TASK BRIEF ::
Type out every one of the following records word for word, leaving out the pictures.

DATA TO USE ::

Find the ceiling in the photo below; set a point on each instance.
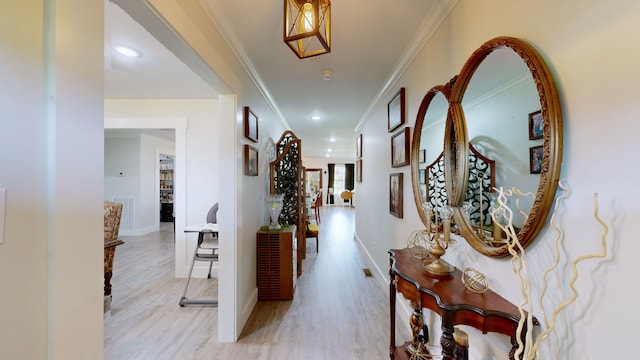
(372, 42)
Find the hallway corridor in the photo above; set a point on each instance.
(337, 312)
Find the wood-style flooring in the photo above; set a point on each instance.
(337, 312)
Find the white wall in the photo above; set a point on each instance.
(197, 171)
(241, 197)
(51, 139)
(592, 49)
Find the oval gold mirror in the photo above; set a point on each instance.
(506, 104)
(428, 172)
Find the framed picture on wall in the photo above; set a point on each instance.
(535, 159)
(250, 125)
(396, 111)
(396, 188)
(400, 148)
(536, 125)
(250, 160)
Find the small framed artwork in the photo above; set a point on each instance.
(400, 148)
(396, 188)
(422, 156)
(536, 125)
(423, 176)
(250, 125)
(250, 160)
(535, 159)
(396, 111)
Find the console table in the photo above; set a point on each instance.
(447, 296)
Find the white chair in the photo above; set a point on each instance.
(206, 250)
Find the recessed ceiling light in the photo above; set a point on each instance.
(127, 51)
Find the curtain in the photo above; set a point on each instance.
(332, 170)
(348, 176)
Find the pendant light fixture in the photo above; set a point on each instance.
(307, 27)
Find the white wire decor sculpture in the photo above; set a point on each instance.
(503, 216)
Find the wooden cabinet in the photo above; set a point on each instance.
(277, 268)
(166, 212)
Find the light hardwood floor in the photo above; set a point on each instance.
(337, 312)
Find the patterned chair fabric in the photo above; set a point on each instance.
(112, 216)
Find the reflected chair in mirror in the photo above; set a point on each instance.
(206, 250)
(112, 216)
(315, 207)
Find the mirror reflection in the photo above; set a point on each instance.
(497, 102)
(427, 165)
(502, 129)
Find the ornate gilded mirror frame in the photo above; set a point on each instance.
(552, 140)
(457, 147)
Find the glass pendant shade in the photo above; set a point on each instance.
(307, 27)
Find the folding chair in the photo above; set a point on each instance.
(206, 250)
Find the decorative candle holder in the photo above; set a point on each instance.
(440, 244)
(274, 205)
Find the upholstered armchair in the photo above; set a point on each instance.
(112, 215)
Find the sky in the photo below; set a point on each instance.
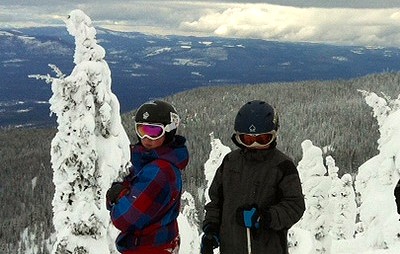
(346, 22)
(342, 22)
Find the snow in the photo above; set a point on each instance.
(91, 137)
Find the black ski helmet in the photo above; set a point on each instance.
(159, 112)
(256, 117)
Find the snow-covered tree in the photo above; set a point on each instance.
(377, 178)
(217, 154)
(90, 149)
(189, 224)
(342, 203)
(316, 185)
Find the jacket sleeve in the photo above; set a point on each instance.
(291, 206)
(214, 207)
(147, 196)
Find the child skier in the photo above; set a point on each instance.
(256, 194)
(145, 206)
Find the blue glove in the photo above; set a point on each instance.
(210, 239)
(248, 216)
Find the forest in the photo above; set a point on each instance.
(332, 114)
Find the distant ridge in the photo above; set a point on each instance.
(147, 66)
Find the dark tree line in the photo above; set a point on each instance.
(330, 113)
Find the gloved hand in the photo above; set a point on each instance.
(117, 191)
(250, 216)
(210, 239)
(397, 196)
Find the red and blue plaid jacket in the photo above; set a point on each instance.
(147, 215)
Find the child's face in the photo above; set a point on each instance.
(151, 144)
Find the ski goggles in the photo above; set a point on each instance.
(153, 131)
(149, 130)
(256, 140)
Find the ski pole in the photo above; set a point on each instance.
(248, 241)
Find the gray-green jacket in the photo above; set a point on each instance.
(267, 178)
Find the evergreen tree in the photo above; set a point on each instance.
(380, 228)
(90, 149)
(342, 203)
(316, 185)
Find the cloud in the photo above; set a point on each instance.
(272, 22)
(347, 26)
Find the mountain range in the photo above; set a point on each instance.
(147, 66)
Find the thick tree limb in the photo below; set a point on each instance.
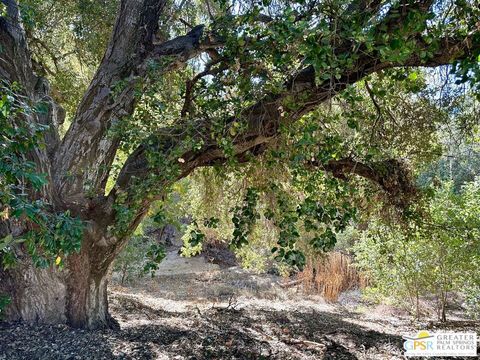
(393, 176)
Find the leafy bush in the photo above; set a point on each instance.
(436, 253)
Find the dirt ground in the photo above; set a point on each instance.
(214, 313)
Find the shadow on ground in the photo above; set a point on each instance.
(216, 333)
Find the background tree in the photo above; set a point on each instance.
(223, 93)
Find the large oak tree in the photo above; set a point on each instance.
(264, 65)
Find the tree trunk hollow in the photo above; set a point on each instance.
(71, 296)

WORKED SOLUTION ::
Find the ceiling in the photo below; set a point on each instance.
(372, 42)
Find the hallway corridor in the photo above; set a point on each instance.
(337, 312)
Find the wood-style flooring in the photo above; set a point on each instance.
(337, 312)
Find the white wall in the photo above; set a point on each instance.
(197, 171)
(241, 197)
(51, 139)
(592, 49)
Find the oval gold mirror in the photo above; set a point on each instance.
(506, 104)
(428, 172)
Find the framed picture on wall in the photo above; set a point on each instance.
(535, 159)
(250, 125)
(396, 111)
(396, 188)
(400, 148)
(536, 125)
(250, 160)
Find the small framed artwork in the photo above; set a point on each instance.
(400, 148)
(396, 188)
(422, 156)
(536, 125)
(423, 176)
(250, 125)
(250, 160)
(535, 159)
(396, 111)
Find the console table in the photo above; set a point on each instance.
(447, 296)
Find the white chair in the photo above; set a point on each instance.
(206, 250)
Find the recessed ceiling light in the photo above; set a point on each instance.
(127, 51)
Find the curtain in the photo above; set a point on each instance.
(332, 170)
(348, 176)
Find the pendant light fixture in the photo above; set a point on each instance.
(307, 27)
Find the white wire decor sculpture in the photo above; set a point on each instance.
(503, 216)
Find the wooden cabinet in the photo above; set a point on each instance.
(277, 268)
(166, 212)
Find the light hardwood floor in the photo above; set a point on each instance.
(337, 312)
Find the patterned chair fabric in the photo above; set a point on each instance.
(112, 216)
Find the reflected chair in mirror in the photo above; set a point on each instance.
(206, 250)
(112, 216)
(315, 207)
Find the mirror reflection in the photo above; set a point on each instance.
(497, 102)
(427, 165)
(502, 129)
Find the ornate gilded mirror frame in the photo above; set a point on each instance.
(552, 140)
(457, 147)
Find the glass pendant shade in the photo above; set a point on each instance.
(307, 27)
Find the folding chair in the photo above; set a point on each instance.
(206, 250)
Find the decorative candle holder in the photo above; set a point on each instance.
(440, 244)
(274, 205)
Find the upholstered armchair in the photo above; set a point on each instance.
(112, 215)
Find the sky in the photo below; set a point on each instance.
(346, 22)
(342, 22)
Find the snow in the photo above; set a point on each instance.
(91, 137)
Find the black ski helmet in the photo above; set a point on each instance.
(159, 112)
(256, 117)
Find the snow-covered tree in the photo above; set a point on each instance.
(377, 178)
(217, 154)
(90, 149)
(189, 224)
(342, 203)
(316, 185)
Find the jacket sleeve in the photo above; set a point on each instance.
(291, 206)
(214, 207)
(147, 196)
Find the child skier in the photo above; set a point on each instance.
(256, 194)
(145, 206)
Find the blue glove in the photo above; set a point on each instance.
(210, 239)
(248, 216)
Find the forest in the photo above; set a point on each instance.
(332, 114)
Find the distant ridge in the photo above; set a point on each instance.
(147, 66)
Find the dark tree line in the photo above; set a point on each instance.
(330, 113)
Find the gloved hand in the photo above; set a point on each instance.
(117, 191)
(250, 216)
(210, 239)
(397, 196)
Find the red and blue plaid jacket in the photo above; set a point on each instance.
(147, 215)
Find the child's face in the photo above; set a point on each instance.
(151, 144)
Find the ski goggles in the photo above; set a point on each instance.
(153, 131)
(149, 130)
(256, 140)
Find the ski pole in the photo above; set a point on each instance.
(248, 241)
Find the gray-green jacket in the photo above; set a point on each instance.
(267, 178)
Find the evergreen tree in the photo above; set a point on each instance.
(380, 228)
(90, 149)
(342, 203)
(316, 185)
Find the cloud in the photo above; set a point on each instance.
(272, 22)
(347, 26)
Find the mountain range in the photo above; set a point on each instance.
(147, 66)
Find the thick tree limb in the photo below; set a point on each instance.
(393, 176)
Find the leafy bush in the photo above; set a point on each instance.
(436, 253)
Find the dirt ground in the photo above; set a point on each instance.
(214, 313)
Find the shadow on ground in the photo above; set a point on each instance.
(216, 333)
Find the background tree in the photo above; set a point on each instance.
(223, 93)
Find the large oak tree in the photo above; set a point on each instance.
(264, 65)
Find the tree trunk hollow in the photo above; set a point on each instance.
(71, 296)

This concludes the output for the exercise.